Source material:
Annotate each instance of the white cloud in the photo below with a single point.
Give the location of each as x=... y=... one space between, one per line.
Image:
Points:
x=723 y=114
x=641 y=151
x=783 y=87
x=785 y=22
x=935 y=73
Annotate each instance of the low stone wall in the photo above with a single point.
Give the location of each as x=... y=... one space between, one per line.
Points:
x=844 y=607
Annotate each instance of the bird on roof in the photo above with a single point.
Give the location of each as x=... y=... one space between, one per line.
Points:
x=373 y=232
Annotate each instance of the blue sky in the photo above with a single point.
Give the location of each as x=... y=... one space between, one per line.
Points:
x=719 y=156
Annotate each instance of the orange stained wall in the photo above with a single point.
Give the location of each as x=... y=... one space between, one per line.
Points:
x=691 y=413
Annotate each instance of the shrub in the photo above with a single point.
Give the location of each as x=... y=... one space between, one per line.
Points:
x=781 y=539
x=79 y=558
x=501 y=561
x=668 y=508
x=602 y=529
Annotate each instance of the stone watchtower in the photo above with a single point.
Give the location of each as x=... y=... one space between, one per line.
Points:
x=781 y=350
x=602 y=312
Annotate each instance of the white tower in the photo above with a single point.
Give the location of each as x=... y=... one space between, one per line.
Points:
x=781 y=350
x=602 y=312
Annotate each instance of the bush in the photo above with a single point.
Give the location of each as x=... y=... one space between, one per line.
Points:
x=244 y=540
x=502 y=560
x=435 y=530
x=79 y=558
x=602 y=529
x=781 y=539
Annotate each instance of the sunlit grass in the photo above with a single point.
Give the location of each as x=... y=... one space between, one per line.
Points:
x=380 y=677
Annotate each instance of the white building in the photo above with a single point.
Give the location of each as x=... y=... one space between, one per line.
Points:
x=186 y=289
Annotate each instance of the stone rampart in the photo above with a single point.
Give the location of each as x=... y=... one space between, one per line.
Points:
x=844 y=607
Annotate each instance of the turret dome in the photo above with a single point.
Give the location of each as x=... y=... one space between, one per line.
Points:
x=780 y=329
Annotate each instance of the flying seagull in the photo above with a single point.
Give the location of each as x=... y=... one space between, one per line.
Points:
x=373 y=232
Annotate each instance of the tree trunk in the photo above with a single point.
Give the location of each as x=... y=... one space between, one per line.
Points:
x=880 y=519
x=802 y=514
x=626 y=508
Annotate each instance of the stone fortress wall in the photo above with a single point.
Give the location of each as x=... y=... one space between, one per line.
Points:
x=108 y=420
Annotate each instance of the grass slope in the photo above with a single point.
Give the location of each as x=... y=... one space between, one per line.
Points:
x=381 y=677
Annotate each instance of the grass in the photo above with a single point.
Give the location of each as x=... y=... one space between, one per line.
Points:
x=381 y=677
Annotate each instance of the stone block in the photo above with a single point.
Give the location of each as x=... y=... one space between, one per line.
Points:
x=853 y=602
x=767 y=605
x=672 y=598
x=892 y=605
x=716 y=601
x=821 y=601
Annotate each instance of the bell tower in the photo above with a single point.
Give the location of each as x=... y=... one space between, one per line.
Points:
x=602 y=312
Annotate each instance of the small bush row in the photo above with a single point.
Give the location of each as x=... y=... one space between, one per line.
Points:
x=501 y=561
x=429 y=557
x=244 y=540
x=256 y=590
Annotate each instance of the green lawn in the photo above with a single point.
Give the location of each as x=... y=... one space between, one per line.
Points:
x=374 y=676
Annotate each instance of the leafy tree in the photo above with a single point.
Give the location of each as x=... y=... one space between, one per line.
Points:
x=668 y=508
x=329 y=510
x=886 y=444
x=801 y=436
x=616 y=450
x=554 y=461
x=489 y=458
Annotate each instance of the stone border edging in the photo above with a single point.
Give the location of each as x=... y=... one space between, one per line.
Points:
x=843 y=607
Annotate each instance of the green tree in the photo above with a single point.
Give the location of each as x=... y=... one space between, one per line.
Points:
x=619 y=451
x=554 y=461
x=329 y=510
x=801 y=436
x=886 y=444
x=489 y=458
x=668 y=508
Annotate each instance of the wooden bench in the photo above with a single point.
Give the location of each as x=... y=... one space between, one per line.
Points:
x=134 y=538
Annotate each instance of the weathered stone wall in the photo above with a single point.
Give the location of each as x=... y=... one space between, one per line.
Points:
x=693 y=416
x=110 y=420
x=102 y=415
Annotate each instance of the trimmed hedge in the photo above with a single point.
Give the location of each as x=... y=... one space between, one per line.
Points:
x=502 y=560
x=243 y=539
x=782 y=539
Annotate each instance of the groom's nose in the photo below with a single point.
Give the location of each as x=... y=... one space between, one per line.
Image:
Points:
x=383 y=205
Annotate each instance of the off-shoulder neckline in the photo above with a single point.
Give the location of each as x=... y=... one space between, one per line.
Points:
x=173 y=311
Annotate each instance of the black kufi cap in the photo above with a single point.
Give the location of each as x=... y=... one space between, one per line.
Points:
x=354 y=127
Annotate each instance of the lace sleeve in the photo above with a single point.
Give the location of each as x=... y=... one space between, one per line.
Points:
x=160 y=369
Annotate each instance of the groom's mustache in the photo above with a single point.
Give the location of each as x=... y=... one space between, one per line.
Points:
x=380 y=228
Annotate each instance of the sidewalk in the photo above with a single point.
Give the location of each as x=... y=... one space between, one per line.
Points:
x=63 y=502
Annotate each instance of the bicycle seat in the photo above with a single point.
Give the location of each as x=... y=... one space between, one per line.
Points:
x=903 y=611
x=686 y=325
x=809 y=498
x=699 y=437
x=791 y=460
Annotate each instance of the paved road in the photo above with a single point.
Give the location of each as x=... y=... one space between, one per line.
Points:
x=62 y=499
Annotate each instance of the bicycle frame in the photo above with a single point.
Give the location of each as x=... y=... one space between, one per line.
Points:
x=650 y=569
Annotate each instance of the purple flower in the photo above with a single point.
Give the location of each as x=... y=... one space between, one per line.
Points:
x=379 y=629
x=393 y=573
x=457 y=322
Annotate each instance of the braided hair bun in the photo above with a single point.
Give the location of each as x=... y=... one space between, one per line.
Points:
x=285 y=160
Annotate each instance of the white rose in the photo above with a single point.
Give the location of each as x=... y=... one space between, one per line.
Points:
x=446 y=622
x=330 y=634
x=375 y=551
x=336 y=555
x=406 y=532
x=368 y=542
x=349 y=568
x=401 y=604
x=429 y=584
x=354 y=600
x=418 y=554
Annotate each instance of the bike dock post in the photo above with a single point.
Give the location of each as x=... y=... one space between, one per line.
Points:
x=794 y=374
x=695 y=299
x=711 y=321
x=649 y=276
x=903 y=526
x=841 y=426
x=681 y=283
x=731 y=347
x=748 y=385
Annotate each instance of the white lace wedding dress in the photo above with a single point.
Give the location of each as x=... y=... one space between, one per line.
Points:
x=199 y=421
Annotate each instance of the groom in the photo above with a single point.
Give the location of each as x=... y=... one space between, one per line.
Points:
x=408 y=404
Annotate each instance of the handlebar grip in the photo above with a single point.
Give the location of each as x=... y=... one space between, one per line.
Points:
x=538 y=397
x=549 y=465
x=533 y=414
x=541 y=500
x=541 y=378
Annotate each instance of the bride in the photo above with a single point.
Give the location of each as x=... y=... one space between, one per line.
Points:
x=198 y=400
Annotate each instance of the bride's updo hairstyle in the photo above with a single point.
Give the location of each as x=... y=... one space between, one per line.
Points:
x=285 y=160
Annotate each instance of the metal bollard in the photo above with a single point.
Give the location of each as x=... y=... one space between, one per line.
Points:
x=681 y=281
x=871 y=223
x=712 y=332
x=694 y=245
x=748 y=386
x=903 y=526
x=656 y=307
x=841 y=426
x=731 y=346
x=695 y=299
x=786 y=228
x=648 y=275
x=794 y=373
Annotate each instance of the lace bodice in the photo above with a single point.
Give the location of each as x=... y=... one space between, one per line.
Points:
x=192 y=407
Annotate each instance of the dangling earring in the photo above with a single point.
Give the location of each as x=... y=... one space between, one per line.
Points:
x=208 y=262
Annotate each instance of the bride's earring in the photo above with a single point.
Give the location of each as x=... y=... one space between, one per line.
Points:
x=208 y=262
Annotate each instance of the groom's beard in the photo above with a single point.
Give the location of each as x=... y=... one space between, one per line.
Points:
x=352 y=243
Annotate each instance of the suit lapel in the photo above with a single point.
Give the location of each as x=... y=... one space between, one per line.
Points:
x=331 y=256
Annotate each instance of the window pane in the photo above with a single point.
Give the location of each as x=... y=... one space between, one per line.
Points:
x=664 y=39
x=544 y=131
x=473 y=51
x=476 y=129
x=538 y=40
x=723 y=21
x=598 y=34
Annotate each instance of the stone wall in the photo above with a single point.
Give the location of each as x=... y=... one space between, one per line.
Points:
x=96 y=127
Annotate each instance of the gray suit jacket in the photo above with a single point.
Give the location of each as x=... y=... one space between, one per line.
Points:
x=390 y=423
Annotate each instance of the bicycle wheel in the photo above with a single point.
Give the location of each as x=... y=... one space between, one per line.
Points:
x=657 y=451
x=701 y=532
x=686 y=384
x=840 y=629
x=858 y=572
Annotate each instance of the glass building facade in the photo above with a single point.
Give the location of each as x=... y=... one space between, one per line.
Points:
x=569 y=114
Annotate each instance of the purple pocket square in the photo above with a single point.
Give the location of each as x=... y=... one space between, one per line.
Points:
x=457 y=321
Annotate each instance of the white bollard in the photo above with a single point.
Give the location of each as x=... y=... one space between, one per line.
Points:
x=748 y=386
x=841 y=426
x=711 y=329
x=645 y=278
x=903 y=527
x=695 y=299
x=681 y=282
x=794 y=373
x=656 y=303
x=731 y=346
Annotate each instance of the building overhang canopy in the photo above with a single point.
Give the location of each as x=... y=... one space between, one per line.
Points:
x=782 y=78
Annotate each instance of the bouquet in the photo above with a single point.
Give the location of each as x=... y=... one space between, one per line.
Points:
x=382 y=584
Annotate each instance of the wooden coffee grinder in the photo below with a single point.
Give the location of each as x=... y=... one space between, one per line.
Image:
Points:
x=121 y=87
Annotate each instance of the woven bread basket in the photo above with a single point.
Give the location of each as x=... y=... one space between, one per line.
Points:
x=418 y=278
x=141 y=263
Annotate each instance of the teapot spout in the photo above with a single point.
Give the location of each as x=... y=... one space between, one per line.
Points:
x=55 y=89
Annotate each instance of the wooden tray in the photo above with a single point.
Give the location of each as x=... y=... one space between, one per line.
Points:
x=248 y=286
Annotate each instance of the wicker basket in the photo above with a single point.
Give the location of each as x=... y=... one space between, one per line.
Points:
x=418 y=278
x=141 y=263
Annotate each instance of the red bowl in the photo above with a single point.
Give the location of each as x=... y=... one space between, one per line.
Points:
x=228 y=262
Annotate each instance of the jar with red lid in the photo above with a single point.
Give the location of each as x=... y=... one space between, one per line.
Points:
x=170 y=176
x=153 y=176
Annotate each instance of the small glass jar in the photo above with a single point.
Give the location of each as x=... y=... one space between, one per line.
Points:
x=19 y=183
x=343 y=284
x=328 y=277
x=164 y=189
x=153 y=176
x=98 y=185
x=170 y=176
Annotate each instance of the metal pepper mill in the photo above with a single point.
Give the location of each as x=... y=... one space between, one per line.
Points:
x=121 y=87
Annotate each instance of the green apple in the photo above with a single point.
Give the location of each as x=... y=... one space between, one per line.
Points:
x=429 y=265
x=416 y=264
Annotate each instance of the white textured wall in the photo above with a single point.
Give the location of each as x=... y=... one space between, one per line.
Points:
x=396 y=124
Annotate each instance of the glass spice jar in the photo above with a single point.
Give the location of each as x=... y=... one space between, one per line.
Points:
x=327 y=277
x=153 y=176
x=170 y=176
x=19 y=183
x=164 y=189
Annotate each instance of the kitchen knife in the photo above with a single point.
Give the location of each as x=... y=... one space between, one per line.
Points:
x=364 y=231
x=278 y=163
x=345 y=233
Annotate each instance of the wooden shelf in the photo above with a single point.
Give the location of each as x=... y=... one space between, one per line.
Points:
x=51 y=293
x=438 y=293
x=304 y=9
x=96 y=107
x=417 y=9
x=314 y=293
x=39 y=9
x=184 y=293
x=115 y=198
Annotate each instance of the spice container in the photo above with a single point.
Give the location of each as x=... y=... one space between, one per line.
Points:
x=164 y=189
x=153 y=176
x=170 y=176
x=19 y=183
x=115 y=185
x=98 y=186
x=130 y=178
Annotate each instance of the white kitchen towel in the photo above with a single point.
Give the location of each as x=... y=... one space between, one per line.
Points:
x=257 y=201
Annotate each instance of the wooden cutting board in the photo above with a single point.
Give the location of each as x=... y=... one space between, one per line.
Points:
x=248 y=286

Exercise aim: In the listing above, please print only the lines from the first one to the line where "Annotate each instance of the low" appears, exactly as written, both of those lines included.

Result of the task:
Annotate each instance of the white cloud in the photo below with a single point.
Give the location of each as x=... y=... one space between, one per line.
Image:
Points:
x=723 y=114
x=641 y=151
x=783 y=87
x=785 y=22
x=935 y=73
Annotate each instance of the low stone wall in the photo above with a single point.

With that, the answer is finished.